=== WORK TO COMPLETE ===
Here is a listing. Write it all out again exactly, but not its pictures.

=== RECORDS FOR THE TASK ===
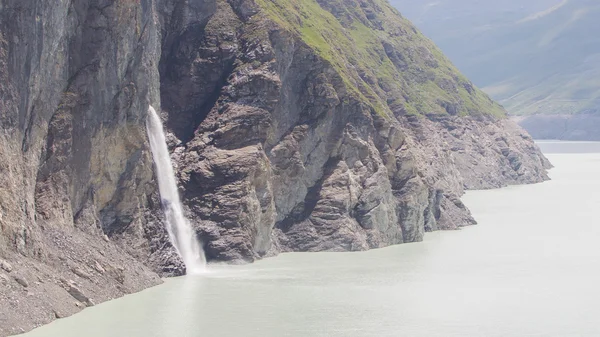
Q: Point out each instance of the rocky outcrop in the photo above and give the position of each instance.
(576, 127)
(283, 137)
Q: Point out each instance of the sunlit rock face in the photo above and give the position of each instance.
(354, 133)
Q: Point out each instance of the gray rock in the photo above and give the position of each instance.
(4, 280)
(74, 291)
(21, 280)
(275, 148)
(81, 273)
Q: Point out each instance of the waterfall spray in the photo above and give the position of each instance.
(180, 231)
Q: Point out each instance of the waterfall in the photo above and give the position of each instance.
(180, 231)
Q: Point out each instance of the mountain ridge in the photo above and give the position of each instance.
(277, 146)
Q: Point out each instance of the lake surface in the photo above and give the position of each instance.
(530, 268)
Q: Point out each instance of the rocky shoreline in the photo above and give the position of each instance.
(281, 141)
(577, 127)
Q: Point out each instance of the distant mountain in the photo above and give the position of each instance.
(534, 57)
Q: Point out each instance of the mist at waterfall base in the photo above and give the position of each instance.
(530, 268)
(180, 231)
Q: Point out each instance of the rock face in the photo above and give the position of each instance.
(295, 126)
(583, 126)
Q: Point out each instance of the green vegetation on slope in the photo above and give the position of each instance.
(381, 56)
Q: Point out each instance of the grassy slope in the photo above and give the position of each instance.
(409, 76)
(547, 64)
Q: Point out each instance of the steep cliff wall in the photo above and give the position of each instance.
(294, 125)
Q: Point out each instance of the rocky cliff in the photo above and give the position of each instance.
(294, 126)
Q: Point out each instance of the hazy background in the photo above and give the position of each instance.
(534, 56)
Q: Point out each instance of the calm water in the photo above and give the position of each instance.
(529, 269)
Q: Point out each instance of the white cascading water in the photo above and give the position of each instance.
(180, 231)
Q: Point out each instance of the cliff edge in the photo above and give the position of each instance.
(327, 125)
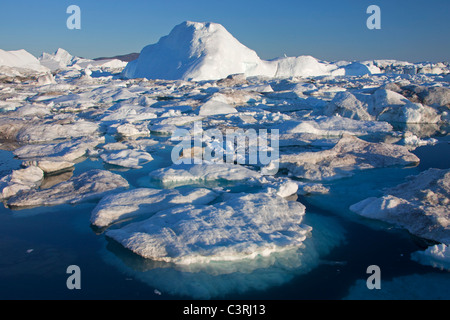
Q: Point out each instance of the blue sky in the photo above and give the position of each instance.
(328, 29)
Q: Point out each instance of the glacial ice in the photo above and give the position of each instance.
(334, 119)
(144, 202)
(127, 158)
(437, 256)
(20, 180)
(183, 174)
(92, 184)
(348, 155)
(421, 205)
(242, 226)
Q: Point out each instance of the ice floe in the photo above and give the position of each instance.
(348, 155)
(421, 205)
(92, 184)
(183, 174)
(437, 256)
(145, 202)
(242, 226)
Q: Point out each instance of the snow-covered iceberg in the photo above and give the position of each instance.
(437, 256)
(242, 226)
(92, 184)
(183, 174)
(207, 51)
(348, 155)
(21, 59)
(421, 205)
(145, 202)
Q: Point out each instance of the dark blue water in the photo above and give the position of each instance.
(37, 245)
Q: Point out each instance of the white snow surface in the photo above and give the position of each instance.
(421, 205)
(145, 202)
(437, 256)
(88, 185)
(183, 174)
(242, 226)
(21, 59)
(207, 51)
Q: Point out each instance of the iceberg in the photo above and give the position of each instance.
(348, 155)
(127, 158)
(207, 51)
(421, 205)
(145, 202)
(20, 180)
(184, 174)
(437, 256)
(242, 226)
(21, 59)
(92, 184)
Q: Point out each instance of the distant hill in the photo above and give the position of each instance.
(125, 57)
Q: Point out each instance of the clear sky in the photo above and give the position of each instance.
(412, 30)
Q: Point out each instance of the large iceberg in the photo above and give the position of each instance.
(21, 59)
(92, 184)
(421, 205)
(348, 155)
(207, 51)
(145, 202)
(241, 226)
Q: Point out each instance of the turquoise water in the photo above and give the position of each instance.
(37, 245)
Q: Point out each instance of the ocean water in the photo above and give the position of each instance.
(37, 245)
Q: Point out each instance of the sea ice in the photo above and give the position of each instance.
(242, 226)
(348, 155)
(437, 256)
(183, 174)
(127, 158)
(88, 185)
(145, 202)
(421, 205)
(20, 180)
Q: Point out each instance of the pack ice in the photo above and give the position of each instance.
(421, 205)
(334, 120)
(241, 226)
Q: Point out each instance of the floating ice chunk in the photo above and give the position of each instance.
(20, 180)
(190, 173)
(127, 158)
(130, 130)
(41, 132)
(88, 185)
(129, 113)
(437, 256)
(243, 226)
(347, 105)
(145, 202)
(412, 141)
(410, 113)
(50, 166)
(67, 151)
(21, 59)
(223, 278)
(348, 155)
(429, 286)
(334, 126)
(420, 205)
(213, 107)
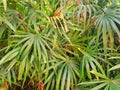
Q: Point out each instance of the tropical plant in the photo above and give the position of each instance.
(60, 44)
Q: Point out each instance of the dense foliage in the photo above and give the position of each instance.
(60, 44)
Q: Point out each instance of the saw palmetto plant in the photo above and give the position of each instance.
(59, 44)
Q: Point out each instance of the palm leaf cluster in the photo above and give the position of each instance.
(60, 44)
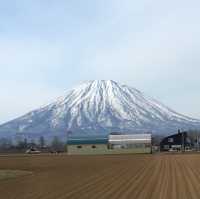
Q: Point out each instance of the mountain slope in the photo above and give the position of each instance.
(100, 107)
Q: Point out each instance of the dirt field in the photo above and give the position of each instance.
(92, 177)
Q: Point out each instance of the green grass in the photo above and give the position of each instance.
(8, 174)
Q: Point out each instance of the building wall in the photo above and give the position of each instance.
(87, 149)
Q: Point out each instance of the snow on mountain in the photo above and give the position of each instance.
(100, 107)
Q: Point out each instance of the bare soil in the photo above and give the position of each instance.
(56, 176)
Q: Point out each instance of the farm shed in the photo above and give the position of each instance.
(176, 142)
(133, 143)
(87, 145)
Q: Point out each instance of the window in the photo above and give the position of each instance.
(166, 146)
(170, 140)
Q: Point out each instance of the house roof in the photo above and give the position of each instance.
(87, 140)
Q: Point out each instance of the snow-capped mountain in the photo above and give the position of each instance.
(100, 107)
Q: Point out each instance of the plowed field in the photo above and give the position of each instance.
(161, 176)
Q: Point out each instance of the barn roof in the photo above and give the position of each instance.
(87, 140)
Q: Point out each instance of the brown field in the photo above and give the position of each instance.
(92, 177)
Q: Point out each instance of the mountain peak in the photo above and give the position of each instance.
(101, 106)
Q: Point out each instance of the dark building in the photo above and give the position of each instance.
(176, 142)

=== FINAL ANSWER ===
Q: Point out each instance of the rocky outcrop in the photo above and give the position of each instance.
(576, 127)
(283, 137)
Q: Point out each instance of the sunlit rock face in the photo above and give the position of each instance.
(354, 133)
Q: Point out each instance of the gray rock in the photo above and give the position of each instance.
(4, 280)
(74, 291)
(21, 280)
(275, 148)
(81, 273)
Q: Point out each instance of the waterfall spray in the photo above and give the position of each instance.
(180, 231)
Q: Point out each instance of the waterfall in the photo above and give the position of each instance.
(180, 231)
Q: Point out each instance of the mountain ridge in the photo above and give the position of each instance.
(277, 146)
Q: Point out each instance of the lake surface in the photo above and give the position of each instance.
(530, 268)
Q: Point out each instance of the rocky shoreline in the photo above and give the position of each instance.
(281, 141)
(577, 127)
Q: Point out each instance of the distant mountain in the photo above and give the position of each instance.
(534, 57)
Q: Point out each instance of the mist at waterfall base in the photo above and give the position of each instance.
(530, 268)
(180, 231)
Q: Point out each instance of the rock face in the photo above and give the position of each instance.
(295, 126)
(583, 126)
Q: Point out each instance of the green vegetation on slope in the photo above and give the position of each instance.
(381, 56)
Q: Point out each instance of the grassy slope in the photo above and give the position of each instance.
(409, 76)
(547, 64)
Q: Point out each instance of the steep cliff wall in the photo above and give the position of each instance.
(294, 125)
Q: Point out each instance of the rocky cliff in the photo above and give the position of each instance.
(294, 126)
Q: Point out each instance of the hazy background in the photo above and give the position of each instance.
(534, 56)
Q: Point out each instance of the calm water in the photo above and give the position of each instance.
(529, 269)
Q: Point out each instance of the white cascading water in the photo above and give the position of each instance.
(180, 231)
Q: Point out each instance of the cliff edge in the photo above and give the position of each instance.
(327, 125)
Q: Point out each instance of the blue sky in the photo above and give the position of each instance.
(328, 29)
Q: Point out each instance of the glacial ice in the photo above and give the position of each instance.
(334, 119)
(144, 202)
(127, 158)
(437, 256)
(20, 180)
(183, 174)
(92, 184)
(348, 155)
(421, 205)
(242, 226)
Q: Point out each instance of the ice floe in the photo above and give the position of each instance.
(348, 155)
(421, 205)
(92, 184)
(183, 174)
(437, 256)
(145, 202)
(242, 226)
Q: Point out each instance of the snow-covered iceberg in the photo above and give the position of each instance.
(437, 256)
(242, 226)
(92, 184)
(183, 174)
(207, 51)
(348, 155)
(21, 59)
(421, 205)
(145, 202)
Q: Point out each instance of the dark blue water in the photo above and give the position of each instance.
(37, 245)
Q: Point out each instance of the white snow surface in the photo above and give the position of each instance.
(421, 205)
(145, 202)
(437, 256)
(88, 185)
(183, 174)
(242, 226)
(21, 59)
(207, 51)
Q: Point out each instance of the iceberg in the photo above and give the position of each instance.
(348, 155)
(127, 158)
(207, 51)
(421, 205)
(145, 202)
(20, 180)
(184, 174)
(437, 256)
(242, 226)
(21, 59)
(92, 184)
Q: Point out each instance of the distant hill in the photo above and give the position of each instance.
(125, 57)
Q: Point out each instance of the clear sky in the photo above and give the position of each instance.
(412, 30)
Q: Point out each instance of the large iceberg in the photo above and give the position of each instance.
(21, 59)
(92, 184)
(421, 205)
(348, 155)
(207, 51)
(145, 202)
(241, 226)
Q: Point out each instance of the turquoise water in the photo above and give the position of each instance.
(37, 245)
Q: Point out each instance of the ocean water in the photo above and give the position of each instance.
(37, 245)
Q: Point out each instance of the sea ice in the photo above and give the position of each instance.
(242, 226)
(348, 155)
(437, 256)
(183, 174)
(127, 158)
(88, 185)
(145, 202)
(421, 205)
(20, 180)
Q: Point out each instance of the pack ice in the photo above and give the position of each instance.
(421, 205)
(334, 120)
(241, 226)
Q: Point out each instance of the floating ice chunk in the photo above and give the position of each instance.
(20, 180)
(190, 173)
(127, 158)
(130, 130)
(41, 132)
(88, 185)
(129, 113)
(437, 256)
(243, 226)
(347, 105)
(145, 202)
(412, 141)
(410, 113)
(50, 166)
(67, 151)
(21, 59)
(223, 278)
(348, 155)
(429, 286)
(334, 126)
(420, 205)
(213, 107)
Q: Point out each instance of the tropical plant in the photo above and give the position of each instance.
(60, 44)
Q: Point out each instance of the dense foliage in the photo above and give the position of each instance.
(60, 44)
Q: Point out each instance of the saw palmetto plant in the photo above and give the position of each instance.
(59, 44)
Q: Point out each instance of the palm leaf cluster in the photo above and give the position of each instance.
(60, 44)
Q: Point out each instance of the mountain slope in the photo above and give the position of each instance.
(100, 107)
Q: Point out each instance of the dirt field in the photo above and give the position of each instance.
(92, 177)
Q: Point out each instance of the green grass in the photo above and give the position of each instance.
(8, 174)
Q: Point out each instance of the building wall in the photo above and give the position of each instance.
(87, 149)
Q: Point out each instance of the snow on mountain in the photo above and give the position of each instance.
(100, 107)
Q: Point out each instance of the bare soil in the photo above and give the position of each instance.
(56, 176)
Q: Point out each instance of the farm shed in the photo above and give the position of each instance.
(176, 142)
(133, 143)
(87, 145)
Q: Point out each instance of the window in the photo above and give the position of each instance.
(166, 146)
(170, 140)
Q: Point out each instance of the house roof in the photo above and give the position of each instance.
(87, 140)
Q: Point out each instance of the snow-capped mountain in the photo above and give the position of each instance.
(100, 107)
Q: Point out each instance of the plowed field in the photo above and give the position of each instance.
(161, 176)
Q: Point out each instance of the barn roof in the photo above and give the position of each instance.
(87, 140)
Q: Point out each instance of the brown field in the photo above and give the position of each instance.
(92, 177)
Q: Point out each instance of the mountain peak in the photo above and give the position of each instance.
(101, 106)
Q: Point out each instance of the dark building in the photo above and give the position of each instance.
(176, 142)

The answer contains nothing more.